─── KUTIPAN TEKS ───
SNC: “Oh, jadi koordinasinya dengan TA komisi ya… Kendala apa atau tantangan apa dalam mengerjakan tugas-tugas TA anggota DPR?”
MYN: “Ya, harus rajin browsing dan cari berbagai informasi, sih. Cuma sejauh ini bisa dilakukan secara mandiri lewat gadget dan secara WFH.”
“Gak ada kendala sih…. Fine fine aja. Tidak berat asal kita menikmati dan punya passion terhadap politik dan isu hukum.”
“Yang berat banget adalah harus rajin baca draft RUU 😅 Aduh draf RUU kan, itu semua rata-rata tebal banget.”
SNC: “Apakah TA juga berperan memberikan masukan-masukan atau kritik draft RUU tersebut? Satu lagi, apakah TA juga punya peran saat anggota DPR reses?”
MYN: “Iya dong berperan. Syarat TA itu standarnya harus S2 dengan kemampuan analisis. Jadi kita harus bisa kasih masukan.”
“Oh iya harus. Terlepas kerja-kerja secara intelektual, TA harus mampu menggelar acara pertemuan reses atau pertemuan dengan pihak manapun. Termasuk mitra-mitra Komisi III di daerah.”
“Cuma saya pribadi lebih banyak penempatan di kantor DPR, sementara 4 TA lain bertempat di Dapil dan bertanggung jawab terhadap acara-acara di Dapil (Daerah Pemilihan, red.).
───
- YANG HARUS DIKERJAKAN -
Lanjutkan wawancara di atas tentang pekerjaan tenaga ahli anggota DPR, mulai setelah kalimat terakhir yang tertera. Data di bawah ini diambil dari sumber yang berbeda.
─── BAHAN YANG DISEDIAKAN ───
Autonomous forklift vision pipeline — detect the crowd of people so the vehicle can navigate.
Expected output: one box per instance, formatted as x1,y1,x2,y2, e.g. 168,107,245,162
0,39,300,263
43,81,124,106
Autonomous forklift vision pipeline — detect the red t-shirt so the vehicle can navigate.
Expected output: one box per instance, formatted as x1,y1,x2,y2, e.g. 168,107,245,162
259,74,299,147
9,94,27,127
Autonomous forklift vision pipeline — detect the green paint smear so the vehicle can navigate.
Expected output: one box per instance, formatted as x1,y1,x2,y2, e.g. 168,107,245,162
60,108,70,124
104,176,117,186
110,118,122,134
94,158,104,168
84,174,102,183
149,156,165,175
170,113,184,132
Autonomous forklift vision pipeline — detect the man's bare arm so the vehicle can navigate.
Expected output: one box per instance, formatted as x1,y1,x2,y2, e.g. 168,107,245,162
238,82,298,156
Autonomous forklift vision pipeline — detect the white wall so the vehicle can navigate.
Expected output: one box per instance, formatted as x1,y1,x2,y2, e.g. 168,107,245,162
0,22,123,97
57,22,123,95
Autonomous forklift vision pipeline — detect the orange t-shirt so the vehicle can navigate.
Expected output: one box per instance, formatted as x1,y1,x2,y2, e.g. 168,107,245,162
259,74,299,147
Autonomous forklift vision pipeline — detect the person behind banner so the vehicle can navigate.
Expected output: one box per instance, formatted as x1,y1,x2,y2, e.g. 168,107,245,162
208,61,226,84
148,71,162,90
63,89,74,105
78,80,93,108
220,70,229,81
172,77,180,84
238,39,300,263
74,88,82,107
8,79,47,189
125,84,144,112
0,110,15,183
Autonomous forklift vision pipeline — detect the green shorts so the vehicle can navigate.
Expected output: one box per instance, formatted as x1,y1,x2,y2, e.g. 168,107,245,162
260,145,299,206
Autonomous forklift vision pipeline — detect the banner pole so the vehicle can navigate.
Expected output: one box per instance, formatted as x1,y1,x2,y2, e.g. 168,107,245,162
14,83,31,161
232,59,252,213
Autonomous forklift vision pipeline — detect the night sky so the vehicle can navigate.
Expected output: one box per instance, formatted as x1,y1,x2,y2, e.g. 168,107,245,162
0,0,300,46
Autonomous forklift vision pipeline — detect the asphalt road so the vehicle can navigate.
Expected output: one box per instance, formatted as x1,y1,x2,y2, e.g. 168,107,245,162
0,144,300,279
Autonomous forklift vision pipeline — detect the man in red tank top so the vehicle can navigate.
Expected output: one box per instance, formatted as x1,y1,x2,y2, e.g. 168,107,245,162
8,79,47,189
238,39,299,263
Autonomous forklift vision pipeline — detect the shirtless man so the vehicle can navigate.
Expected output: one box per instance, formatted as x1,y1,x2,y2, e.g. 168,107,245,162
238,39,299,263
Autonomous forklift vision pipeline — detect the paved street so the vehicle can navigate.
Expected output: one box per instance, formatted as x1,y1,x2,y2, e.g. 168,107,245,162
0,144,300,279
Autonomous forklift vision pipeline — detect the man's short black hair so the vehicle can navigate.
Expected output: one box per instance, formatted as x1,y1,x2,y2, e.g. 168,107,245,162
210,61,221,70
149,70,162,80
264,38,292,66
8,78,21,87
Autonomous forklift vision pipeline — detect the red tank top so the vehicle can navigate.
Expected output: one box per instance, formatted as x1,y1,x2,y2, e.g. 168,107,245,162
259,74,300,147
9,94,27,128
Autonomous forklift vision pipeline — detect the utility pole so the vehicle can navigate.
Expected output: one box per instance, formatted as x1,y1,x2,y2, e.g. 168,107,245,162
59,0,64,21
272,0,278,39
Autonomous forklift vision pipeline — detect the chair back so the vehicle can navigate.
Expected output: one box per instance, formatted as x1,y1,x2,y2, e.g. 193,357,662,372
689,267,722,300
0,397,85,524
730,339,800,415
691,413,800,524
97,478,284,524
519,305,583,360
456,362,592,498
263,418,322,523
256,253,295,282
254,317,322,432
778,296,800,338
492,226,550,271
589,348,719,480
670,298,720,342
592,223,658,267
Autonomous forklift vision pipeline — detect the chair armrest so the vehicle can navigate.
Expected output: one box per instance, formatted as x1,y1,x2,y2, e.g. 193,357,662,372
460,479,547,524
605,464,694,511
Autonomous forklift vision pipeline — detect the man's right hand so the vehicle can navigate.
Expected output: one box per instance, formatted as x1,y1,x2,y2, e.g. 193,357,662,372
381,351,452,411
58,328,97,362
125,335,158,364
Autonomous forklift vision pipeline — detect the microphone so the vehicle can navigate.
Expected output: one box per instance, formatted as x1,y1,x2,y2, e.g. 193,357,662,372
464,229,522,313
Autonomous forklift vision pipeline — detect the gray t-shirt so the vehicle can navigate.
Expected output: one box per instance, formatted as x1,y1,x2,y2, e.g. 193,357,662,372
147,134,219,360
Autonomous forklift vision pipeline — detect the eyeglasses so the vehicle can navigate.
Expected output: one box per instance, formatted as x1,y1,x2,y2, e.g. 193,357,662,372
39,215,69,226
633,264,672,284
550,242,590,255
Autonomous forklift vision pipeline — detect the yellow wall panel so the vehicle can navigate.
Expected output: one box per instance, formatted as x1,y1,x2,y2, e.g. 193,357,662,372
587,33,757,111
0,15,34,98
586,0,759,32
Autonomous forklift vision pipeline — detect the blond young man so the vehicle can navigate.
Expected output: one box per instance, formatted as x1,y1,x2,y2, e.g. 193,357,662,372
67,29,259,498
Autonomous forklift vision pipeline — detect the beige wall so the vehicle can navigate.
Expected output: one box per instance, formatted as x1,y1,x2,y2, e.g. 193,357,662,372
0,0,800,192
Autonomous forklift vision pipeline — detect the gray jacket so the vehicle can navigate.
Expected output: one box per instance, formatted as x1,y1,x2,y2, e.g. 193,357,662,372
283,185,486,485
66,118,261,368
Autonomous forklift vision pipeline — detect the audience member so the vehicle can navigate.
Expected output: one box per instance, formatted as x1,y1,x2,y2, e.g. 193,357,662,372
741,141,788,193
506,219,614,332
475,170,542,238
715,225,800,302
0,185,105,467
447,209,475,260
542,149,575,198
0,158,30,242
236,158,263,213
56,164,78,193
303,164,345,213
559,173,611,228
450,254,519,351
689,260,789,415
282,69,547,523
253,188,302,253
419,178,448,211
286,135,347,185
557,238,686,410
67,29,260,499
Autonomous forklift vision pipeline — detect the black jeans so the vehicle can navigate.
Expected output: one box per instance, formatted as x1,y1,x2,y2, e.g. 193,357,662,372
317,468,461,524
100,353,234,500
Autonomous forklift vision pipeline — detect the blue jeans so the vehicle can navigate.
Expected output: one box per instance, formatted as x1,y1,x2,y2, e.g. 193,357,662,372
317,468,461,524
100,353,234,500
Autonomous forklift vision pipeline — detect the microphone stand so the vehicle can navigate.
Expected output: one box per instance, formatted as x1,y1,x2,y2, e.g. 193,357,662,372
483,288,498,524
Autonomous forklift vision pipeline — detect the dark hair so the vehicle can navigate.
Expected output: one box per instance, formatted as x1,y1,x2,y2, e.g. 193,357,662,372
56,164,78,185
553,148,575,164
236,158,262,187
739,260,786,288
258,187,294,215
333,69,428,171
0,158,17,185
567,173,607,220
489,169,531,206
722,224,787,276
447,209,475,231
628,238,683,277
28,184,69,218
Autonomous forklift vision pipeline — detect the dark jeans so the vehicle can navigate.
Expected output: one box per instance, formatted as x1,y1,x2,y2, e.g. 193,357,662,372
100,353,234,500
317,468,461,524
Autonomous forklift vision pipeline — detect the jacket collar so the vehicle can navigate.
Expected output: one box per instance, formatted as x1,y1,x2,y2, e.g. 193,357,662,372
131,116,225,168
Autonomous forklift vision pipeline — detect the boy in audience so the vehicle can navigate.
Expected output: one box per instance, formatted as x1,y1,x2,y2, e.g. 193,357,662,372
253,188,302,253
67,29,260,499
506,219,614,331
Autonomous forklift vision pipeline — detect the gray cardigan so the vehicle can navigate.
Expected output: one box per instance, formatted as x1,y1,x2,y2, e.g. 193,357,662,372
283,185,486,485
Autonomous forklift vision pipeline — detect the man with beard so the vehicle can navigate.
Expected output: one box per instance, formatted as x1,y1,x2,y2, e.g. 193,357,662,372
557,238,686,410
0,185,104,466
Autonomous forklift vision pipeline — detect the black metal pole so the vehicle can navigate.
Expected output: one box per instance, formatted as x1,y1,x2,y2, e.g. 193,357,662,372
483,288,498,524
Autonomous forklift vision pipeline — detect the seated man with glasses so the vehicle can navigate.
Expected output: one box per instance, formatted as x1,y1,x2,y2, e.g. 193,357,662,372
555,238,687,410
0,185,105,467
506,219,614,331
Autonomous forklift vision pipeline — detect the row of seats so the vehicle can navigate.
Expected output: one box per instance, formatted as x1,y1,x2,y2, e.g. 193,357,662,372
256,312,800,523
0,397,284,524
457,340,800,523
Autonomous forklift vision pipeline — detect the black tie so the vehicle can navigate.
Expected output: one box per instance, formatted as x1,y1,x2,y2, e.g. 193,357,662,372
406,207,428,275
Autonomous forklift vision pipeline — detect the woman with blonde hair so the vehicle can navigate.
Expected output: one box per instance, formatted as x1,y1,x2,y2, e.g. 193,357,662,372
───
- JAWABAN LATIHAN -
SNC: “RUU apa di komisi ini yang sempat ramai, atau bahkan didemo penolakan pengesahannya? RUU KUHP?”
MYN: “Iya KUHP. Cuma saat tahun 2019 sudah rampung pembahasan di periode sebelumnya. Jadi saya belum sempat ikutin prosesnya.”
SNC: “Lalu, RUU apalagi yang pernah dapat tentangan dari publik?”
MYN: “Dari Oktober 2019 s.d tahun ini belum ada. Karena belum banyak lanjutan pembahasan RUU. Mungkin karena pengaruh pandemik juga.”
SNC: “RUU KPK, juga bukan di masa itu ya? Periode lalu ya?”
MYN: “Periode lalu. Sebelum Pemilu 2019.”
SNC: “Ada gak anggota DPR yang ngeselin?”
MYN: “Kalau pengalaman saya, pimpinan saya sih orangnya baik dan lurus saja. Jadi gak ribet.”
“Ya, kalau personality orang memang beda-beda. Itu mah biasalah….”
Di sela-sela kesibukannya yang bertumpuk, Maeda menyempatkan menjawab pertanyaan-pertanyaan dari redaksi melalui layanan percakapan.
Sosok Maeda sebenarnya bukan orang baru di politik. Meski masih muda, ia telah berkecimpung di aktivitas politik sejak ia masih studi di Universitas Indonesia pada tahun 1998. Ia turut menjadi salah satu aktivis KBUI, lalu ia berjuang di arena poltik lewat Partai Rakyat Demokratik.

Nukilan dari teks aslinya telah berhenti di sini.